● QUOTED PASSAGE
====

At which campus can I study this program?
Watersheds are important landscape features that control the biogeochemistry of natural waters. This interdisciplinary minor enables students to learn the fundamental processes governing the transport and chemical evolution of surface and subsurface waters. It provides a complement to elective and required coursework in Earth sciences, resource management, wastewater treatment, and/or environmental planning. Students in this program will learn to apply fundamental concepts of chemistry, biology, geoscience, and landscape evolution to processes operating at the watershed scale. Learning objectives for the minor include excellence in written and oral expression, the ability to collect and interpret data from dynamic natural systems, and rigor in scientific thought.
What is Watersheds and Water Resources?
Population growth, land-use changes, and global environmental change are among the factors that will place further demands on an already stressed global fresh water supply. The Watersheds and Water Resources minor brings together courses from the colleges of Agricultural Sciences, Earth and Mineral Sciences, Engineering, and Science to provide interdisciplinary perspectives on water resources to help address local and global water challenges.
You Might Like This Program If...
You want to improve the quality of life for people locally, nationally, or worldwide by providing adequate sources of fresh water for human needs, while being sensitive to the needs of other plant and animal species and maintaining healthy ecosystems.
|Requirements for the Minor||18|
Requirements for the Minor
A grade of C or better is required for all courses in the minor, as specified by Senate Policy 59-10. In addition, at least six credits of the minor must be unique from the prescribed courses required by a student's major(s).

====

● TASKS AND EXERCISES
(A) How would you translate this sentence from the watersheds minor description into Spanish: "A grade of C or better is required for all courses in the minor, as specified by Senate Policy 59-10."
(B) Do these statements agree with the watersheds minor description? For each, answer yes or no and quote the words that decide it. (i) The minor includes courses from the College of Engineering. (ii) A grade of D is enough to count a course toward the minor. (iii) Every credit of the minor may also be a course prescribed by the student's major.
(C) Can you resume the watersheds minor description after its last sentence?
The material that comes next is separate from the watersheds minor description.

● DATA PROVIDED
====

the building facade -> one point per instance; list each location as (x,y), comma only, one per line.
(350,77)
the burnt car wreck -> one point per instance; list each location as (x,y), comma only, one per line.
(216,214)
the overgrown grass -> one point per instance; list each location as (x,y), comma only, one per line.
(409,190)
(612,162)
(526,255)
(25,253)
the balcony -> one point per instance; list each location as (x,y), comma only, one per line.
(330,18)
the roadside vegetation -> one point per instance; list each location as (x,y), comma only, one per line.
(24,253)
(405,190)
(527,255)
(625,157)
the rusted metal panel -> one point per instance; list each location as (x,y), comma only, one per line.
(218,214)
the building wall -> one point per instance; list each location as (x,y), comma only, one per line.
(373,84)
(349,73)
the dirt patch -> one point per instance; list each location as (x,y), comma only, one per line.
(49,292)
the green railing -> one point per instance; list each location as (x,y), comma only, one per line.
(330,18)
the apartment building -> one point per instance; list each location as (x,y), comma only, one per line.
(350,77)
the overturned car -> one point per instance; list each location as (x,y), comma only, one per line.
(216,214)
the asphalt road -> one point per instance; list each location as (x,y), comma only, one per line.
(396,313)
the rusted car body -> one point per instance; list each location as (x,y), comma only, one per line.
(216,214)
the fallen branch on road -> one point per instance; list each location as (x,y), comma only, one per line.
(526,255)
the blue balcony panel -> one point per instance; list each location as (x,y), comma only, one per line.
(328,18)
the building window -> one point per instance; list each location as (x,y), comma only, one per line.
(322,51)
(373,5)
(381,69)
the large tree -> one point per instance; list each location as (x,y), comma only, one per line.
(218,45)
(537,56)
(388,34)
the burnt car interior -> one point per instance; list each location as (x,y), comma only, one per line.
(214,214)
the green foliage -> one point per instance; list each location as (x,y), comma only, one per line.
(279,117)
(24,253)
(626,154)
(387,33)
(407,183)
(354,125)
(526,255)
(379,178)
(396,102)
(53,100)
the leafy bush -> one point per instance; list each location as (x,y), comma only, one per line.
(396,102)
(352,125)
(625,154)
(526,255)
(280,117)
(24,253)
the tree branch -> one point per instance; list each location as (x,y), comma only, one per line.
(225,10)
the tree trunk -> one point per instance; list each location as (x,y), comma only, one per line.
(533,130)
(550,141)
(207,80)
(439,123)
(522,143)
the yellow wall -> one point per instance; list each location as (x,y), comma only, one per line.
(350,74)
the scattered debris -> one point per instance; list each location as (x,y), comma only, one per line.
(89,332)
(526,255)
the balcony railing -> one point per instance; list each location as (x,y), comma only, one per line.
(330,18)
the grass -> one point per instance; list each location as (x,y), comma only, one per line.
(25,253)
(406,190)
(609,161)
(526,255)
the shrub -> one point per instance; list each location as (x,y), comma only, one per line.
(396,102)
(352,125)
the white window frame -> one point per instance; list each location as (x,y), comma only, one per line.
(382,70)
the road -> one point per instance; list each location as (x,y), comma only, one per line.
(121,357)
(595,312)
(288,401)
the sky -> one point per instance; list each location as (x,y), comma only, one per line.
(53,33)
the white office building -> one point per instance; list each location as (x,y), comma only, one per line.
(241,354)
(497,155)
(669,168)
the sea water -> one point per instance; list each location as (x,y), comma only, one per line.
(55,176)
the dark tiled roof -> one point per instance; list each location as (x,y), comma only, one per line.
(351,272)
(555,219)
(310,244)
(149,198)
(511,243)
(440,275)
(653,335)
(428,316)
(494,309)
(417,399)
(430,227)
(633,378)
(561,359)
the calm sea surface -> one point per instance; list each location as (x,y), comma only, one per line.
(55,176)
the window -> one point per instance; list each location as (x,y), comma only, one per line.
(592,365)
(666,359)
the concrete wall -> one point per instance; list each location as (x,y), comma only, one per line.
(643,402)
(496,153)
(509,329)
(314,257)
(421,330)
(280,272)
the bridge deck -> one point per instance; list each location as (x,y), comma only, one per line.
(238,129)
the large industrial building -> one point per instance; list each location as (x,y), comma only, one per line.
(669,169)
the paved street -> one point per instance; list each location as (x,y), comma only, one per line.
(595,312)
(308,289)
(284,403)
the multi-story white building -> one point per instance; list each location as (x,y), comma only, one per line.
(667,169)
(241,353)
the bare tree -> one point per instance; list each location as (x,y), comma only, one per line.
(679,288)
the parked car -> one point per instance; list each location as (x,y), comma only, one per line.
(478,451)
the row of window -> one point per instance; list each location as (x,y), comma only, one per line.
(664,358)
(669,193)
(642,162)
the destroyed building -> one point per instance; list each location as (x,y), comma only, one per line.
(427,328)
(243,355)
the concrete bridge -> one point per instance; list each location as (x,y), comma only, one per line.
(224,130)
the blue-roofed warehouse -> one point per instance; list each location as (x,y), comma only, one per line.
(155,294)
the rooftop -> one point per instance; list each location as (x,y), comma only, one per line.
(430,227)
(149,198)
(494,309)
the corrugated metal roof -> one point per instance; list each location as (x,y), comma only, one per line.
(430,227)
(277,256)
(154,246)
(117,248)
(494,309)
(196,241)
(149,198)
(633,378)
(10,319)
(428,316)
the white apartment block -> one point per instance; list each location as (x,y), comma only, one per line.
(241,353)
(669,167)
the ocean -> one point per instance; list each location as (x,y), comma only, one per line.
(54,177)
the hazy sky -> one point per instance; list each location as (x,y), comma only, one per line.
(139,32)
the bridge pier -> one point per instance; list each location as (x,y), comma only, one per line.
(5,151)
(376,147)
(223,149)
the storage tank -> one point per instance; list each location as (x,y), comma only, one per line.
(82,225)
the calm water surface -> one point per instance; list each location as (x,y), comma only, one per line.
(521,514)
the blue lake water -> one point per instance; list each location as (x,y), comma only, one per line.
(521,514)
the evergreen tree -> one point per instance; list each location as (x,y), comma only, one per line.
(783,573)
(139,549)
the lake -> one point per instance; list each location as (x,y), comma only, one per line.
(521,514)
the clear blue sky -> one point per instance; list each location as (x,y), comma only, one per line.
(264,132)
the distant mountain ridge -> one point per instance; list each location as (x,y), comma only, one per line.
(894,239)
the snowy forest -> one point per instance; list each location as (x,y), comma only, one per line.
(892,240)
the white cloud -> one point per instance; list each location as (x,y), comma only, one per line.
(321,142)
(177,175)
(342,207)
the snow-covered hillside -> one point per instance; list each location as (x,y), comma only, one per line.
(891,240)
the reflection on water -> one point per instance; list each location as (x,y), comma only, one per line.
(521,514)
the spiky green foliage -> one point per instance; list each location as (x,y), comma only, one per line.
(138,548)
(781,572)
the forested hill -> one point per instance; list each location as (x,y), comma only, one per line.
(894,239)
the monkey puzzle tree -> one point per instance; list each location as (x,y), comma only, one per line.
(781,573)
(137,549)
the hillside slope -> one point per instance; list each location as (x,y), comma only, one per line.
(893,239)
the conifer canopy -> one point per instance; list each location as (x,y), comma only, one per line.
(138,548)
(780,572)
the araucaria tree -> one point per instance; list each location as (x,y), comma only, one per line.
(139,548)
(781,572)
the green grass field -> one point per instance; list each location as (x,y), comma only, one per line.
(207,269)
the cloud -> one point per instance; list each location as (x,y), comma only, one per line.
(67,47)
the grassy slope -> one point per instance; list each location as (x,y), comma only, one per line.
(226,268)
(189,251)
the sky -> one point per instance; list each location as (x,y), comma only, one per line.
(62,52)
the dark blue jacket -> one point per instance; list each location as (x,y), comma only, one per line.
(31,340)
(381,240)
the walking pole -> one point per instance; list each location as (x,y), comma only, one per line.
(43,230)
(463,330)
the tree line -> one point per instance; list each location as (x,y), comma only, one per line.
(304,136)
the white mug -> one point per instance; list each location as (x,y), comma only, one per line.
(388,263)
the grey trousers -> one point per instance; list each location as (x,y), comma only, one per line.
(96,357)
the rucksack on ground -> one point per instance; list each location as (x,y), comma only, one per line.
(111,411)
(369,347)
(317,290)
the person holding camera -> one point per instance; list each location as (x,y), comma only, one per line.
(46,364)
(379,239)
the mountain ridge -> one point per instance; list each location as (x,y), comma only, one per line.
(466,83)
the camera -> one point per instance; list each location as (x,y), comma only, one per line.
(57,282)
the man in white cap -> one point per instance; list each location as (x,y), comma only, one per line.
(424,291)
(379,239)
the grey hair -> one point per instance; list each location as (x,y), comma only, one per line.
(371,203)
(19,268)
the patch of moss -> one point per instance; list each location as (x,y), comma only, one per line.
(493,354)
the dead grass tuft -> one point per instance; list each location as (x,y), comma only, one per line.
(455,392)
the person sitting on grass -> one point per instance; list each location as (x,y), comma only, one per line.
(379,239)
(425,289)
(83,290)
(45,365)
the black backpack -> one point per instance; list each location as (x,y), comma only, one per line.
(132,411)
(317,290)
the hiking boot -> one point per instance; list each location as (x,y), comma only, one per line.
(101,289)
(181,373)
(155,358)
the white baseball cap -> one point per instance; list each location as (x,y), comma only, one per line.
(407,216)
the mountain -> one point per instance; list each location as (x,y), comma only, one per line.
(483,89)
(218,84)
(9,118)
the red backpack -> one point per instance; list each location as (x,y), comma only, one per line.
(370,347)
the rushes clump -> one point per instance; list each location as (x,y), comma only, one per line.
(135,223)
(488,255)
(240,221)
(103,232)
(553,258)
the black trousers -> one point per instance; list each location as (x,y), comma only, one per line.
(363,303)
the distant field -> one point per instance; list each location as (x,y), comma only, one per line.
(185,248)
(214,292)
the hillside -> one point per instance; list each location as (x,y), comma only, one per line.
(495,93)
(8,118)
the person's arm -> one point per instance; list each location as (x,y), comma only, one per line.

====

● RESPONSES BY ITEM NUMBER
(A) Se requiere una calificación de C o superior en todos los cursos de la especialización secundaria, según lo especificado por la Política del Senado 59-10.

(B)
(i) Yes: "brings together courses from the colleges of Agricultural Sciences, Earth and Mineral Sciences, Engineering, and Science"
(ii) No: "A grade of C or better is required for all courses in the minor"
(iii) No: "at least six credits of the minor must be unique from the prescribed courses required by a student's major(s)"

(C)
|Additional Courses: Require a grade of C or better|
|Select 18 credits (at least 6 credits at the 400 level) from the WWR committee's approved list of courses, which includes but is not limited to the following:||18|
|Soil and Water Resource Management|
|Principles of Soil and Water Engineering|
|Design of Stormwater and Erosion Control Facilities|
|Introduction to Environmental Engineering|
|Water and Wastewater Treatment|
|Water Quality Chemistry|
|Fundamentals of Organic Chemistry I|
|Environment Chemistry: Atmosphere|
|Water Supply and Pollution Control|
|Legal Aspects of Resource Management|
|Wetland Science and Sustainability|
|Watershed Management Laboratory|
|Geography of Water Resources|
|Water Resources Geochemistry|
|Techniques in Environmental Geochemistry|
|The Organic Geochemistry of Natural Waters and Sediments|
|Landscape Soil and Water Management|
|Nutrient Management in Agricultural Systems|
|General Fishery Science|
|Ecology of Fishes|
The objectives of the university's academic advising program are to help advisees identify and achieve their academic goals, to promote their intellectual discovery, and to encourage students to take advantage of both in-and out-of class educational opportunities in order that they become self-directed learners and decision makers.
Both advisers and advisees share responsibility for making the advising relationship succeed. By encouraging their advisees to become engaged in their education, to meet their educational goals, and to develop the habit of learning, advisers assume a significant educational role. The advisee's unit of enrollment will provide each advisee with a primary academic adviser, the information needed to plan the chosen program of study, and referrals to other specialized resources.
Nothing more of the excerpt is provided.